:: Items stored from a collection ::
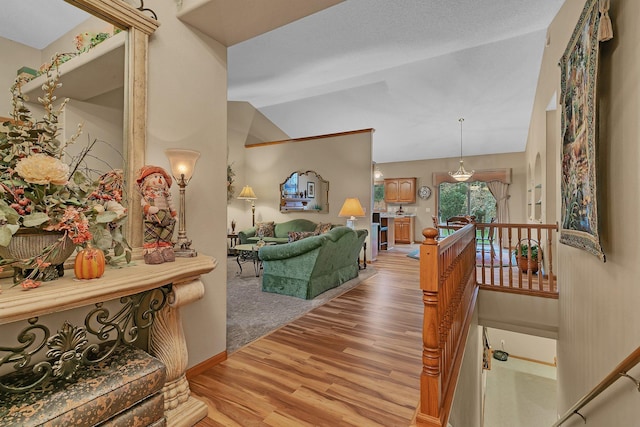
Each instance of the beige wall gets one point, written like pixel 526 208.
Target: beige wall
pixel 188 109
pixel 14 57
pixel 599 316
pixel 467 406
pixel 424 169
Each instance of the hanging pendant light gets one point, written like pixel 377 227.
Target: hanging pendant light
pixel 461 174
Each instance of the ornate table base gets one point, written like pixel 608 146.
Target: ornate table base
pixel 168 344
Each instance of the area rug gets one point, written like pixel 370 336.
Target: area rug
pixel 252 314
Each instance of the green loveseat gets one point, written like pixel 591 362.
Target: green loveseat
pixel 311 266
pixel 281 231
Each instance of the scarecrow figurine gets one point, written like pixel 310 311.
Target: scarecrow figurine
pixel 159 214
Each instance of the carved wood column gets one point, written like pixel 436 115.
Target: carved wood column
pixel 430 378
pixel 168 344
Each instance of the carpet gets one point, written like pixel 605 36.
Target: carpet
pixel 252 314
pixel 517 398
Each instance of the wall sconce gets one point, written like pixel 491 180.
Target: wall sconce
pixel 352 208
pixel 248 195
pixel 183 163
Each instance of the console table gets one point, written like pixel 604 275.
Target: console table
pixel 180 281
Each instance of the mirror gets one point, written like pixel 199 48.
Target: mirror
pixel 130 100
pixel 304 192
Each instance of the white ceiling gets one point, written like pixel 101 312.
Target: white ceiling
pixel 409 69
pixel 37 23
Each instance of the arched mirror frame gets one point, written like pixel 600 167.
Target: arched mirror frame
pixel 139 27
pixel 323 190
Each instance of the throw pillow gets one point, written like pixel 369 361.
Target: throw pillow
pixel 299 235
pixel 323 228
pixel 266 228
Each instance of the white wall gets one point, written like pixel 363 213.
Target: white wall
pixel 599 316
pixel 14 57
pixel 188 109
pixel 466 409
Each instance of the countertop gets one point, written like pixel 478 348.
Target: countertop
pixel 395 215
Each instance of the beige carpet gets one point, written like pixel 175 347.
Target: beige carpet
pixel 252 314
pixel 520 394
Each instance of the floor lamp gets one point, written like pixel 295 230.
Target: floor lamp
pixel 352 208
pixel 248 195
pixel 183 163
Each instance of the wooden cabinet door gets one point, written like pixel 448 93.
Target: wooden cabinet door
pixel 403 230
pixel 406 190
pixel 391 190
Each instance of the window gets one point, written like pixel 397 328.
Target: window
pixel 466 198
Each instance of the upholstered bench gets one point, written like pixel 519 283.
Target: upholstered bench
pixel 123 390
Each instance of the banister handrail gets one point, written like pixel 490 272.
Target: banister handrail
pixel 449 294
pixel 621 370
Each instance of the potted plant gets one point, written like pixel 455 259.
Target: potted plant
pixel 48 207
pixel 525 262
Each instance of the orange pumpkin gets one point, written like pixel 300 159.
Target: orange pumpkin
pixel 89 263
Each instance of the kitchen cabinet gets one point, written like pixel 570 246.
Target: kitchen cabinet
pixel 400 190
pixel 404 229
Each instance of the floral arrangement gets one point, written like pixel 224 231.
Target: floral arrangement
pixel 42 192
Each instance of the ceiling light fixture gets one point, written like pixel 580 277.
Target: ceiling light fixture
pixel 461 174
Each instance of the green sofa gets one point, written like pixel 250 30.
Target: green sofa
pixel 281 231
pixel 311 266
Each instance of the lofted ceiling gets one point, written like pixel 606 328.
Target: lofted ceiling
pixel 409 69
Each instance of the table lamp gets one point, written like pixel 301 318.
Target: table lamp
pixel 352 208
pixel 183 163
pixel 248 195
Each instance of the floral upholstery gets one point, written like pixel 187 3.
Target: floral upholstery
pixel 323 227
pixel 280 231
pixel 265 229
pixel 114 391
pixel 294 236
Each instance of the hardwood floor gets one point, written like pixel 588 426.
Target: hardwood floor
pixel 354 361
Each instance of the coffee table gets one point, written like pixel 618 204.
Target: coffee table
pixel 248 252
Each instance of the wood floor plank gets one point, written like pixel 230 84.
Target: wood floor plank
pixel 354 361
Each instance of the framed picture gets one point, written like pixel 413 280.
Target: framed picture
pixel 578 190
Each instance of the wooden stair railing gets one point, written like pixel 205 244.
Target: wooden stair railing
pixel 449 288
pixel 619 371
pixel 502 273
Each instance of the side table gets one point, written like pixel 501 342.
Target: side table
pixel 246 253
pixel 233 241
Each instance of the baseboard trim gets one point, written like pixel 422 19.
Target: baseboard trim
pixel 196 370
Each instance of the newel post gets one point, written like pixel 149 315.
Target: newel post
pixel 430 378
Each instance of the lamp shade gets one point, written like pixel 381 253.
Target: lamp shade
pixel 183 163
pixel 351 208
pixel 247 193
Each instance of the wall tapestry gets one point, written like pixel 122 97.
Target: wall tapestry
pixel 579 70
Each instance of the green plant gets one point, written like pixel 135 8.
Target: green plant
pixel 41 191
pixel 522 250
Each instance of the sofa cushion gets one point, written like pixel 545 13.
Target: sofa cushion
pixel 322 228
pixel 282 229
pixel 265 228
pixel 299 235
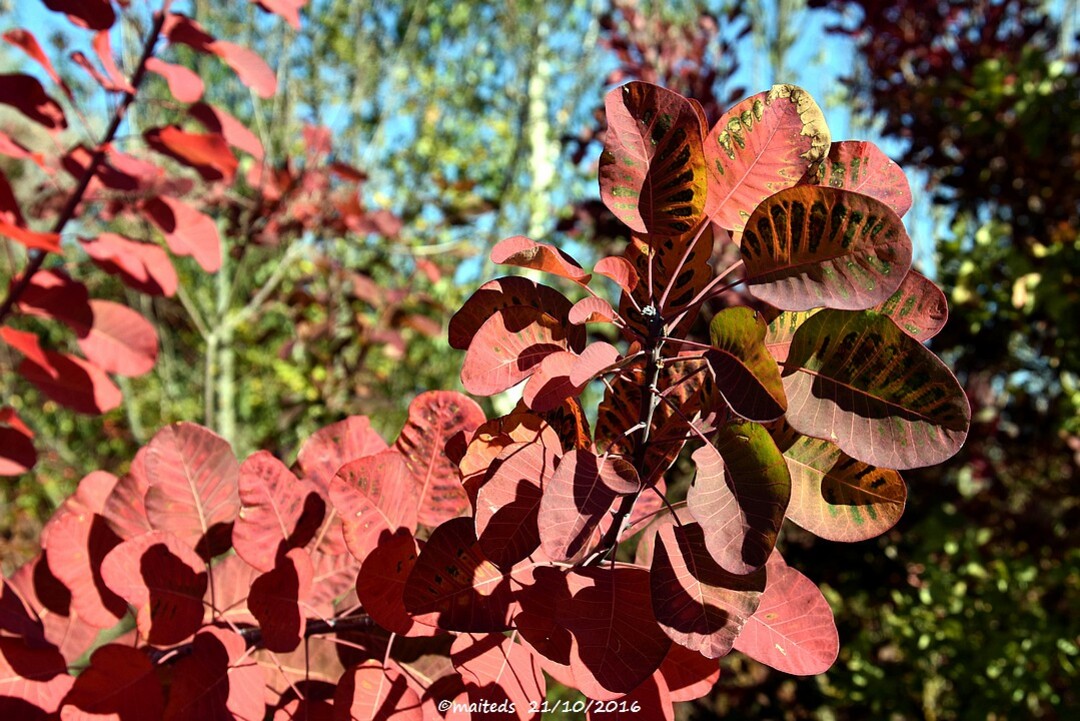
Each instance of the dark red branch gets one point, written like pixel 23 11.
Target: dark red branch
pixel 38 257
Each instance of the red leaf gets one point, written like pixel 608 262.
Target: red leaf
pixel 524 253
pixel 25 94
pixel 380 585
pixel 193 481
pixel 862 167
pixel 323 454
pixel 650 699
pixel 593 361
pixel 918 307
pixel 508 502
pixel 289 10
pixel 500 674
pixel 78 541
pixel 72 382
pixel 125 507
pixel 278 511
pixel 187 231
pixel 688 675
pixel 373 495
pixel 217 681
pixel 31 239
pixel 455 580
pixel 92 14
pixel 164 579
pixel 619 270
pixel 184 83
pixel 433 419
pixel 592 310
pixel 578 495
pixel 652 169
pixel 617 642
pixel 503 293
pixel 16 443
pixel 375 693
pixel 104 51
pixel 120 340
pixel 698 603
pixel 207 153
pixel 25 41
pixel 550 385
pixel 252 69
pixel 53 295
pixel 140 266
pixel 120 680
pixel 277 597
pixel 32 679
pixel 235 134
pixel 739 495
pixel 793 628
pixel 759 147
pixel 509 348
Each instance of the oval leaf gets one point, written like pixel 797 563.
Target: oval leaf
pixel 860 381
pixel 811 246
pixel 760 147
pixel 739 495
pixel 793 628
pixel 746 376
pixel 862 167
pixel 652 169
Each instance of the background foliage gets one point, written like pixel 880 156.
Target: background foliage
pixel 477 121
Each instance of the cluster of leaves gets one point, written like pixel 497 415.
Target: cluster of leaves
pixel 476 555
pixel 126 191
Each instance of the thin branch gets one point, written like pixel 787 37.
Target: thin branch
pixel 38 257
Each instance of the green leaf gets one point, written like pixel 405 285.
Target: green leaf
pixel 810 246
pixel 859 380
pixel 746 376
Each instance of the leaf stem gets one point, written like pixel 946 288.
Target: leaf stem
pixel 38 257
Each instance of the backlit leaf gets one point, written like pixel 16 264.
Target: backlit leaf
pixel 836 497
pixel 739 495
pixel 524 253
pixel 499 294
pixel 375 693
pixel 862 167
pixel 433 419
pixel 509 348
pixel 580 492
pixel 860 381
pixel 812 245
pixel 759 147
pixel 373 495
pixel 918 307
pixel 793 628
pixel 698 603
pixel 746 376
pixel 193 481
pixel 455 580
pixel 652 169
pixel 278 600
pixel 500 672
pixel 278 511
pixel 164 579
* * *
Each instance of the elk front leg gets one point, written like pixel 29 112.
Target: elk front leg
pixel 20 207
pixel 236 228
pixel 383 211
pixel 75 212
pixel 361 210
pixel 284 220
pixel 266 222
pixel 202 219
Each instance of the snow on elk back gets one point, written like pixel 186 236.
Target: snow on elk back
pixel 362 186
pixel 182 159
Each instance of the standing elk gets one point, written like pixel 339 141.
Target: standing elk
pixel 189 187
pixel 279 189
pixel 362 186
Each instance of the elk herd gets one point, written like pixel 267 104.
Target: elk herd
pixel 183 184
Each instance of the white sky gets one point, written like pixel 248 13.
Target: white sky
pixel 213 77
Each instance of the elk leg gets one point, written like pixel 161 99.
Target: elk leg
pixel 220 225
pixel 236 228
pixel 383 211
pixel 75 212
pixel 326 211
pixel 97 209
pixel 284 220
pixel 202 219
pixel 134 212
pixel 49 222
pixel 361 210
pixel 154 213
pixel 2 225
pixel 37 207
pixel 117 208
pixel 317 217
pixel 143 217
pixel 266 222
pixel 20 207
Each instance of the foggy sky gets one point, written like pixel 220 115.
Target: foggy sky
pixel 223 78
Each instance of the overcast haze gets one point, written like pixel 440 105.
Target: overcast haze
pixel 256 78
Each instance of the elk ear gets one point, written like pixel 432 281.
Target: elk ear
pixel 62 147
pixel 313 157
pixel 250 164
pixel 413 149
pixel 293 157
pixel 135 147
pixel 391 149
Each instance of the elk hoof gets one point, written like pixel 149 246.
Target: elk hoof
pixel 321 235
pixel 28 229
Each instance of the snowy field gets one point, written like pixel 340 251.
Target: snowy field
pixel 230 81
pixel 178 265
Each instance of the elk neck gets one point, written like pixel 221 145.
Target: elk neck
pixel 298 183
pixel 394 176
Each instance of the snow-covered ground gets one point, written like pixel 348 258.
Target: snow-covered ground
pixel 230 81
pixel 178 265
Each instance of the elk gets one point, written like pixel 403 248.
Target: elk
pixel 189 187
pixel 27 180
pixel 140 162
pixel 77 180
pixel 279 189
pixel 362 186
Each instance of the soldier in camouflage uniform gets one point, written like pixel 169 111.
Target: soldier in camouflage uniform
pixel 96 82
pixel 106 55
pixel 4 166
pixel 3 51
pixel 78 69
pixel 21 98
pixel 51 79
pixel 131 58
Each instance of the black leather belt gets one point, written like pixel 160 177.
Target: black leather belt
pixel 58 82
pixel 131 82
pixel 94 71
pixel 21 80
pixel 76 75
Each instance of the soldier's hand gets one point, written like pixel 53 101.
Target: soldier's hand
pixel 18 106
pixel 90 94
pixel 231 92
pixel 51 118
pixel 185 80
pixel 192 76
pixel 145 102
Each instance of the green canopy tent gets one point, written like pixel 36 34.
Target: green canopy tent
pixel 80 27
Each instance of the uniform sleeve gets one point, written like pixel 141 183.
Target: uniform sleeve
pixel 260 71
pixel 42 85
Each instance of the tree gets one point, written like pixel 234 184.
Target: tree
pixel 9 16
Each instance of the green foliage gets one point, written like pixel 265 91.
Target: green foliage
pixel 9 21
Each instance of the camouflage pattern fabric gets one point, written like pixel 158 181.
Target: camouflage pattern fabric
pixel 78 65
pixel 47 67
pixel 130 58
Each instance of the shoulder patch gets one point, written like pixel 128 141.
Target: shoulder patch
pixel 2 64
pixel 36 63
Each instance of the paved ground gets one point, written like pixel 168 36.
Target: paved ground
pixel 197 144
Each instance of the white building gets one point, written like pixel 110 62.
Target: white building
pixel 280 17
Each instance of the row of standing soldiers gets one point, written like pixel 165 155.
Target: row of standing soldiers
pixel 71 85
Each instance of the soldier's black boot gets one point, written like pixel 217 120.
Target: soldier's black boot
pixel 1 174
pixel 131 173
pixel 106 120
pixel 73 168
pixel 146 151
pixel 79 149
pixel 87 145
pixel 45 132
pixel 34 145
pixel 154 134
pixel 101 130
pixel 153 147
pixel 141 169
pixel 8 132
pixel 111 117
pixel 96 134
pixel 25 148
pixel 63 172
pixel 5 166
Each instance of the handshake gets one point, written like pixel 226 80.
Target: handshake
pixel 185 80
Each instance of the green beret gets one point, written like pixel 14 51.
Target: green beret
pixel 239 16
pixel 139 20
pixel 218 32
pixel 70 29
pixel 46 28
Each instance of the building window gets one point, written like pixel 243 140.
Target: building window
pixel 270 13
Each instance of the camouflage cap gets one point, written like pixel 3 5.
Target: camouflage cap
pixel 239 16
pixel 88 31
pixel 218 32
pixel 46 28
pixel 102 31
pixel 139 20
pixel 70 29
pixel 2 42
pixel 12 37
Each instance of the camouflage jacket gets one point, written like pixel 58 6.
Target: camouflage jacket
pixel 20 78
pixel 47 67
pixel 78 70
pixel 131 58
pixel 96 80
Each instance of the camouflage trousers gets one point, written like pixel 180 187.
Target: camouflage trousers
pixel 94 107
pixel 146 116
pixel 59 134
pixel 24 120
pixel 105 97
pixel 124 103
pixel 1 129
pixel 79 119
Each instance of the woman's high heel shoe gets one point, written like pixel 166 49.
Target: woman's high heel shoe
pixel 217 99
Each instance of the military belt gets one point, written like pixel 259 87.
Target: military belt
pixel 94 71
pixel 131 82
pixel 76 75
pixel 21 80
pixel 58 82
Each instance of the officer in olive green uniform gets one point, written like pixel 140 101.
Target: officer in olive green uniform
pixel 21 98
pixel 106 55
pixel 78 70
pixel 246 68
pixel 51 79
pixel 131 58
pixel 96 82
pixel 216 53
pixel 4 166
---
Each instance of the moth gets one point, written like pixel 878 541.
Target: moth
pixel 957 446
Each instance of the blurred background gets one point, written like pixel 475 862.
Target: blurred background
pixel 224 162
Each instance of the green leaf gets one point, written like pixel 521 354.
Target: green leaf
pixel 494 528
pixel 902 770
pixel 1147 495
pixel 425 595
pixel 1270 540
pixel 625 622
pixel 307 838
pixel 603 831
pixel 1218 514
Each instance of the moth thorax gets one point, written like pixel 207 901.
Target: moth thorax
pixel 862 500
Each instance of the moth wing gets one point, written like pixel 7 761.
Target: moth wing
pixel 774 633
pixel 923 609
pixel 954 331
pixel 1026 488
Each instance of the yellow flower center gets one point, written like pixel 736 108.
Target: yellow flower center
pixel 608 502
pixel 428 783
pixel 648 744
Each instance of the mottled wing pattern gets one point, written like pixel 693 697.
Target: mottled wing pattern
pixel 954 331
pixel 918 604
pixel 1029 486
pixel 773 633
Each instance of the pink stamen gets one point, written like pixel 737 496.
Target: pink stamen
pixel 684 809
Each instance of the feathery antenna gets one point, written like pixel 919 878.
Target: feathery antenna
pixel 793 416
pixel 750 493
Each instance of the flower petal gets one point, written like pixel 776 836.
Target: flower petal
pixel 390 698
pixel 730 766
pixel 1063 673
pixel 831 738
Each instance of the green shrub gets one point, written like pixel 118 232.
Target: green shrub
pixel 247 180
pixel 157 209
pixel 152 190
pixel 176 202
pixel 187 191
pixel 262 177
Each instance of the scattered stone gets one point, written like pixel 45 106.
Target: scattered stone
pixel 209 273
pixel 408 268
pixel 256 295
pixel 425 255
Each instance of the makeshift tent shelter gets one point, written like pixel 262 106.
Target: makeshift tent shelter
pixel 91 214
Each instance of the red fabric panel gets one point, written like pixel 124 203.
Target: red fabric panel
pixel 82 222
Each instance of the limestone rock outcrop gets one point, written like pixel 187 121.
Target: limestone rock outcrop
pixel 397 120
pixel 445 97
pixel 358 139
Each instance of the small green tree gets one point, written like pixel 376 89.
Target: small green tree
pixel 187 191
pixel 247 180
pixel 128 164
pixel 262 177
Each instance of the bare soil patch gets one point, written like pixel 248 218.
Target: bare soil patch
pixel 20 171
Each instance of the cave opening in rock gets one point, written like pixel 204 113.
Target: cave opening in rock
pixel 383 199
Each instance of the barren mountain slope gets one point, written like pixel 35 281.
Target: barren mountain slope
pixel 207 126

:: What the task requires ::
Recast the data from the line with "Each instance of the throw" to the line with "pixel 404 229" as a Markdown table with the columns Row and Line, numbering each line and omitting blank lines.

:: Answer ::
| Row | Line |
|---|---|
| 1 | Each instance of the throw pillow gets one point, written like pixel 369 361. |
| 2 | Target: throw pillow |
| 3 | pixel 299 235 |
| 4 | pixel 323 228 |
| 5 | pixel 266 228 |
| 6 | Each instance of the white wall gets one point, written like pixel 363 213. |
| 7 | Target: white wall |
| 8 | pixel 599 316 |
| 9 | pixel 14 57 |
| 10 | pixel 188 109 |
| 11 | pixel 466 409 |
| 12 | Each instance of the countertop gets one point, written like pixel 478 348. |
| 13 | Target: countertop |
| 14 | pixel 395 215 |
| 15 | Each instance of the beige carpet gets one point, written like pixel 175 347. |
| 16 | Target: beige carpet |
| 17 | pixel 252 314 |
| 18 | pixel 520 394 |
| 19 | Each instance of the floor lamp gets one point, written like pixel 295 230. |
| 20 | Target: floor lamp |
| 21 | pixel 352 208 |
| 22 | pixel 248 195 |
| 23 | pixel 183 163 |
| 24 | Each instance of the wooden cabinet door gets one point, written like pixel 448 93. |
| 25 | Target: wooden cabinet door |
| 26 | pixel 403 230 |
| 27 | pixel 406 190 |
| 28 | pixel 391 190 |
| 29 | Each instance of the window gets one point, written like pixel 397 328. |
| 30 | Target: window |
| 31 | pixel 466 198 |
| 32 | Each instance of the upholstered bench gets one point, written like pixel 519 283. |
| 33 | Target: upholstered bench |
| 34 | pixel 123 390 |
| 35 | Each instance of the banister handrail gets one point, written like pixel 490 272. |
| 36 | Target: banister handrail |
| 37 | pixel 449 294 |
| 38 | pixel 621 370 |
| 39 | Each instance of the potted plant gets one point, written like pixel 455 259. |
| 40 | Target: potted plant |
| 41 | pixel 48 207 |
| 42 | pixel 525 262 |
| 43 | Each instance of the orange pumpkin gets one point, written like pixel 300 159. |
| 44 | Target: orange pumpkin |
| 45 | pixel 89 263 |
| 46 | Each instance of the kitchen cabinet gets one point, written like pixel 570 246. |
| 47 | Target: kitchen cabinet |
| 48 | pixel 400 190 |
| 49 | pixel 404 229 |